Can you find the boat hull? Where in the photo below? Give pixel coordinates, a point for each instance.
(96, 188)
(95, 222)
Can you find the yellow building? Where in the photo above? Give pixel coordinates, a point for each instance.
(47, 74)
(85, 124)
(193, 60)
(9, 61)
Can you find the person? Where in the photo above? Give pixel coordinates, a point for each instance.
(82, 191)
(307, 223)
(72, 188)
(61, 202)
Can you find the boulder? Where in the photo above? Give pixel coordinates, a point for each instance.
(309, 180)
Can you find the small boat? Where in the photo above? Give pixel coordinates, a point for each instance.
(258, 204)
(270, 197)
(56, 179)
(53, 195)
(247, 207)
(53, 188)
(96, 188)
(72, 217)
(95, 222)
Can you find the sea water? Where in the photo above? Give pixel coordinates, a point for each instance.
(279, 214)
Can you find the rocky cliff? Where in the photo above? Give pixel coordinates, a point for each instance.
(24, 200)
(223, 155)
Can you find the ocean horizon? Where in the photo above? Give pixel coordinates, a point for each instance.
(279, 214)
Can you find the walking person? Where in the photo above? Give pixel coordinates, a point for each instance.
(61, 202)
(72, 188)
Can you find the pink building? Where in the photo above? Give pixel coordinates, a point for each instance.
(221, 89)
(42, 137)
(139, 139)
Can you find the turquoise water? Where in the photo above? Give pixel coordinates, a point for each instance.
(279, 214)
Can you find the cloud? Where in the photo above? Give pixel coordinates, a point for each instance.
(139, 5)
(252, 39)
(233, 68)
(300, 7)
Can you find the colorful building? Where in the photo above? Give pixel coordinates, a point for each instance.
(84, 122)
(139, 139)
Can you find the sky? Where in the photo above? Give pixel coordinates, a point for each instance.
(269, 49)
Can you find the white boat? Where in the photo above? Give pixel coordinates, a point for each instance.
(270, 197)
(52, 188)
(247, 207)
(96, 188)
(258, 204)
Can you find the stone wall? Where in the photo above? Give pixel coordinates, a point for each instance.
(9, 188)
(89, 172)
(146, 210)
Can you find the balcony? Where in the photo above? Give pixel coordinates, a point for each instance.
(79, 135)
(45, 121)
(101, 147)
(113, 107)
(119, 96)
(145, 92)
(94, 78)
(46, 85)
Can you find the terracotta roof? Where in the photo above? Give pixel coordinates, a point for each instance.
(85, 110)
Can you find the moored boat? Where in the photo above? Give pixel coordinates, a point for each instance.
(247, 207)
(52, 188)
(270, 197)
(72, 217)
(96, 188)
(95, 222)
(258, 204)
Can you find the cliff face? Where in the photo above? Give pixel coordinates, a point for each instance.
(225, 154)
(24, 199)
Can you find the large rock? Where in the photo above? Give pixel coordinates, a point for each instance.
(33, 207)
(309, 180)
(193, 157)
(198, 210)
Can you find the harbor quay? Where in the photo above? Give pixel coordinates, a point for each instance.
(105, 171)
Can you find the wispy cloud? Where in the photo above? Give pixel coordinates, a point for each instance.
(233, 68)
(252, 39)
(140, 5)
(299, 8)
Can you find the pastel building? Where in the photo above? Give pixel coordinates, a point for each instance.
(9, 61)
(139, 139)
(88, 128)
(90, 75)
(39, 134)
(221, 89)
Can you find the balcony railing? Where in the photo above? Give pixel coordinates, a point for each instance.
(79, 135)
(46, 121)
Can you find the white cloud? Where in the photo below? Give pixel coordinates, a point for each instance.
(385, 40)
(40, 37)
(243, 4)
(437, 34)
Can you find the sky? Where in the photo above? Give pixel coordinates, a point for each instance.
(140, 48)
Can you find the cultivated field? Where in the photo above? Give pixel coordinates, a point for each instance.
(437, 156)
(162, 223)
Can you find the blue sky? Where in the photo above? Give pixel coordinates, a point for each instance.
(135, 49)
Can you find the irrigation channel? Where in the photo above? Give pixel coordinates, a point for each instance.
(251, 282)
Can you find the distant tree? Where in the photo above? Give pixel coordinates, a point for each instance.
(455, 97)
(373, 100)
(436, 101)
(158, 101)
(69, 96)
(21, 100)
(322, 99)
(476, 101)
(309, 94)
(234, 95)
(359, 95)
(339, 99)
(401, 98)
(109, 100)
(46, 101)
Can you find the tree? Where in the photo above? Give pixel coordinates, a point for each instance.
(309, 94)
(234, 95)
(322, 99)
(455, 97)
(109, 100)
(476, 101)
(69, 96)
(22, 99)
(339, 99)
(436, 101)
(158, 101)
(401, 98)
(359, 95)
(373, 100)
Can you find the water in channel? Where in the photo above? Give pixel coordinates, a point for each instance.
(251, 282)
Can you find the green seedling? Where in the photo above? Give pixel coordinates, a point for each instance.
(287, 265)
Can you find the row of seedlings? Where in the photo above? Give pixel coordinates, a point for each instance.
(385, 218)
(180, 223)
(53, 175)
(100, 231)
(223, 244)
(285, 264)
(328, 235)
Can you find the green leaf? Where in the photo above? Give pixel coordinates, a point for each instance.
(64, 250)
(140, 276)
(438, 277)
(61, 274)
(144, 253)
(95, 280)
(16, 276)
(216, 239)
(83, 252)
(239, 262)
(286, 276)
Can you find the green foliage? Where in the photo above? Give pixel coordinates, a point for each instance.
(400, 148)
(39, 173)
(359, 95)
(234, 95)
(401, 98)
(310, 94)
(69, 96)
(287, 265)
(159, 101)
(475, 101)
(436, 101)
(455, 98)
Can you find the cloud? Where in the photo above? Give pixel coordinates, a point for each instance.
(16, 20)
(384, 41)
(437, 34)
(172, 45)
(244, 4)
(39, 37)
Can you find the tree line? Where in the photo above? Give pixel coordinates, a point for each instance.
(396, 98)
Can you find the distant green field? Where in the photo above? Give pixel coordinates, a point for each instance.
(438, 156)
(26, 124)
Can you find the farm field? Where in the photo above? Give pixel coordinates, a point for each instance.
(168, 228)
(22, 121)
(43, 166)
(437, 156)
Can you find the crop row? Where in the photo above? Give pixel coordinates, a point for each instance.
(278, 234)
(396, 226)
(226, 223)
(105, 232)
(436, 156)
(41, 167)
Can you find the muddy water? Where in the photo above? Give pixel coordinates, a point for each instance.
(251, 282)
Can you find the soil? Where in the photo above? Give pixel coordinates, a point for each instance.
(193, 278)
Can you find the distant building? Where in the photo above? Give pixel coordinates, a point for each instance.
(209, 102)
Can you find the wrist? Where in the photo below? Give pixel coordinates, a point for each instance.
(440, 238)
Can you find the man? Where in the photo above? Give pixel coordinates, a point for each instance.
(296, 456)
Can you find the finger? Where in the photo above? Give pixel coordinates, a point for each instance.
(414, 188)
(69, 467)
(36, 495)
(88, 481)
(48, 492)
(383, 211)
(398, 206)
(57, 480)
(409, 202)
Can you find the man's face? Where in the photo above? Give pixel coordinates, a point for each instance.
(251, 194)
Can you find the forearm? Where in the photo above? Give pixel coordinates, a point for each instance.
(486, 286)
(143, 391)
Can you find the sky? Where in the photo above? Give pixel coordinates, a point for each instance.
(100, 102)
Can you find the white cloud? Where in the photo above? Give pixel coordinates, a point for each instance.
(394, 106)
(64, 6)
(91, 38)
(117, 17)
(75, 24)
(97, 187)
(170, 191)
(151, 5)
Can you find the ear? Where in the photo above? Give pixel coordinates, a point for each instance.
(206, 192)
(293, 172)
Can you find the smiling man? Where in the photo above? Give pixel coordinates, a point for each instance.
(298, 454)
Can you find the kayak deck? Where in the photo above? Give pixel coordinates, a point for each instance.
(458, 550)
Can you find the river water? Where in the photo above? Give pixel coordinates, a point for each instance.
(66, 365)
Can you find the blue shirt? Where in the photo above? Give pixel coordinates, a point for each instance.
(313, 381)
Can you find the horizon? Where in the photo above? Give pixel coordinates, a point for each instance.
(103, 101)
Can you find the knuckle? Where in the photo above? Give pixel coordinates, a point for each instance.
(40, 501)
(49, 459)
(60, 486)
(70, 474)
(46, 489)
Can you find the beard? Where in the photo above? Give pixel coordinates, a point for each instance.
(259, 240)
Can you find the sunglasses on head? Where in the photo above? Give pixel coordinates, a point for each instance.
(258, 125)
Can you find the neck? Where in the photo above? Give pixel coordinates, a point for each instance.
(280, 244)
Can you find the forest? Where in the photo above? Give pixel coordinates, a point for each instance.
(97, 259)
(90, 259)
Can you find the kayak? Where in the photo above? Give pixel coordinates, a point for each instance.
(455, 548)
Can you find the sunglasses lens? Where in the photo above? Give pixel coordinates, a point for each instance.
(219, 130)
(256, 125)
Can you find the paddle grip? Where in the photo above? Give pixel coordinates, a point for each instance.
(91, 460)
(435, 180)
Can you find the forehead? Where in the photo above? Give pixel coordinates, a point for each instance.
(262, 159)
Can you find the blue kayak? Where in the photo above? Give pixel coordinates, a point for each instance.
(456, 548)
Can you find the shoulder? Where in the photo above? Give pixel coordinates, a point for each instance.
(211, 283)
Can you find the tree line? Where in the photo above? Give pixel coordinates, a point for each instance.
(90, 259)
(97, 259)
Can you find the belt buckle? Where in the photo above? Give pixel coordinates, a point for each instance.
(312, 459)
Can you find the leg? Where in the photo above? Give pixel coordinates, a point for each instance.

_ _ _ _

▶ _REQUIRED TASK_
Repeat exactly the lines above, starting with the line that contains "Can you find the blue kayak?" and ending with the last line, both included, and nothing else.

▶ _EXPECTED ANSWER_
Can you find the blue kayak? Where in the photo above? Give pixel coordinates, a point for each instance.
(456, 548)
Can you find the shoulder? Where in the photo above? Give pixel coordinates, a point for each instance.
(211, 283)
Can you find the tree line? Where in the photo above? Give pixel coordinates, a point for each instance.
(90, 259)
(97, 259)
Can you find the belt buckle? Where in the photo above? Give pixel coordinates, a point for each instance.
(312, 459)
Can you find the leg? Where in the photo above? Give pixel coordinates, a point for each instance.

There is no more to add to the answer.